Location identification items
— Start —
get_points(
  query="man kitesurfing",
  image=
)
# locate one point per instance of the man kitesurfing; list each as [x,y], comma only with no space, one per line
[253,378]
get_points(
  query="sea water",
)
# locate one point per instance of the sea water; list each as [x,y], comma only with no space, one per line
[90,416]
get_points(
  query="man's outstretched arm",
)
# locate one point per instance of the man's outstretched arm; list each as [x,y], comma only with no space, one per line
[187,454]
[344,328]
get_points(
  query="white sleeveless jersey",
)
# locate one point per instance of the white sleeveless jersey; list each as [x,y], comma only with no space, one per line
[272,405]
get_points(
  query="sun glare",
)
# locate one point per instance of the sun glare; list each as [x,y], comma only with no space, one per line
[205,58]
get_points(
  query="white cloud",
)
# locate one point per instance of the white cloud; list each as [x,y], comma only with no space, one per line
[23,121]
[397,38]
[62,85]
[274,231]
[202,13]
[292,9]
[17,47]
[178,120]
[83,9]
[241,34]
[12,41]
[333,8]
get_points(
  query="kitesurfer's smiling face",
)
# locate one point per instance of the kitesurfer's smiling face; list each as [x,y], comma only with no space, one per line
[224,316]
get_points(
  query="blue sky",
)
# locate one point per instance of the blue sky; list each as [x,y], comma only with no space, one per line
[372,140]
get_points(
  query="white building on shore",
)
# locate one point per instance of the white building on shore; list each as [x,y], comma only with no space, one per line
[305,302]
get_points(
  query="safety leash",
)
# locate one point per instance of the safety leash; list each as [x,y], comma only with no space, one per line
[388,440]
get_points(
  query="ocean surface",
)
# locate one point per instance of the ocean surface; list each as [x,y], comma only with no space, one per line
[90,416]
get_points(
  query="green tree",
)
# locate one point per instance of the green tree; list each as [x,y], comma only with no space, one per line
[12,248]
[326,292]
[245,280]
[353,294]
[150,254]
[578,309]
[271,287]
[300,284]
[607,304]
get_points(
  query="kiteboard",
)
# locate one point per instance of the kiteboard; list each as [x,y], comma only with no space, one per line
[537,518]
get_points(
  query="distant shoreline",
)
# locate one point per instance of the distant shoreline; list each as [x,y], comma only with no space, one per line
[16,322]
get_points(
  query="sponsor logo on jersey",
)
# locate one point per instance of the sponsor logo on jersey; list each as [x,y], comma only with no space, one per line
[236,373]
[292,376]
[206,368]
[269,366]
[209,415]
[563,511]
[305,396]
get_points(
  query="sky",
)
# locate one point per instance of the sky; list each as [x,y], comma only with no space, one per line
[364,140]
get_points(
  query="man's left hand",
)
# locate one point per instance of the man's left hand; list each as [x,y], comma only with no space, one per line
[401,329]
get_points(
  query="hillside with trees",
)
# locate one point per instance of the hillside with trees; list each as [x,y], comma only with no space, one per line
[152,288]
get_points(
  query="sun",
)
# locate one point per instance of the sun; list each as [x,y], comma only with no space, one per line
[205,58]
— End —
## [What needs to be done]
Repeat the data in its entirety, character for character.

## [Written answer]
get_points(
  query="man kitesurfing",
  image=
)
# locate one point per instance of the man kitesurfing; list each as [x,y], comma only with no space, one per line
[253,378]
get_points(
  query="sea water",
)
# locate one point per instance of the sea water; list each as [x,y], comma only with no space, one per line
[90,416]
get_points(
  query="man's outstretched arm",
)
# locate one point per instance of the man's outstretched arm; list each as [x,y], comma only with no space, one per line
[187,454]
[344,328]
get_points(
  query="white sleeveless jersey",
)
# locate one point per instance of the white sleeveless jersey; list each as [x,y], comma only with no space, one per line
[272,405]
get_points(
  query="sun glare",
)
# locate one point per instance of the sun glare; list each as [x,y], comma only with no space, one per line
[205,58]
get_points(
  query="white cloud",
)
# locate one point per instance of the white cloud; list each as [x,y], comma only with no space, one per line
[23,121]
[397,38]
[62,85]
[274,231]
[202,13]
[292,9]
[17,47]
[178,120]
[83,9]
[241,34]
[12,41]
[333,8]
get_points(
  query="kitesurfer's smiling face",
)
# locate one point per instance of the kitesurfer's smiling face; list each as [x,y], comma only with no space, one per line
[224,316]
get_points(
  query="blue sky",
)
# locate one point per instance of the blue sky; list each as [x,y], comma only with no space, one per line
[372,140]
get_points(
  query="white building on shore",
)
# locate one point per instance of the white building on shore; list each as [x,y], comma only with no space, one per line
[305,302]
get_points(
  query="safety leash",
)
# locate one point per instance of the safety leash; list each as [x,y], comma only with no space, one per line
[388,440]
get_points(
  query="ocean surface",
)
# locate one point per instance of the ocean surface; list each as [x,y], comma only with no space, one per line
[90,416]
get_points(
  query="green tree",
)
# locate one point per instance of the green tree; list each as [x,y], comma only with no space, one per line
[12,248]
[326,292]
[245,280]
[353,294]
[150,254]
[578,309]
[271,287]
[300,284]
[607,304]
get_points(
  query="kiteboard",
)
# locate one point per instance of the kiteboard; list each as [x,y], comma only with no space, one per line
[537,518]
get_points(
  query="distant shoreline",
)
# locate one point per instance of the distant shoreline; list each as [x,y], comma only with no space, one per line
[16,322]
get_points(
  query="sponsor logo on jersey",
)
# locate one point per instance of the sponsor logo on jersey; list each as [x,y], comma only with no space, one per line
[236,373]
[292,376]
[206,368]
[269,366]
[209,415]
[563,511]
[305,396]
get_points(
  query="sky",
)
# locate one point per instance of the sky; list each as [x,y], comma only with no space, one per line
[364,140]
get_points(
  query="man's left hand",
)
# locate one point per instance of the man's left hand; list each as [x,y], comma only with no space, one per line
[401,329]
get_points(
  query="hillside with trees",
)
# locate one point per instance of the hillside with trees; list each as [x,y], comma only with no space, one per line
[152,288]
get_points(
  query="sun",
)
# locate one point per instance of the sun; list each as [x,y], comma only with no space, one per line
[205,58]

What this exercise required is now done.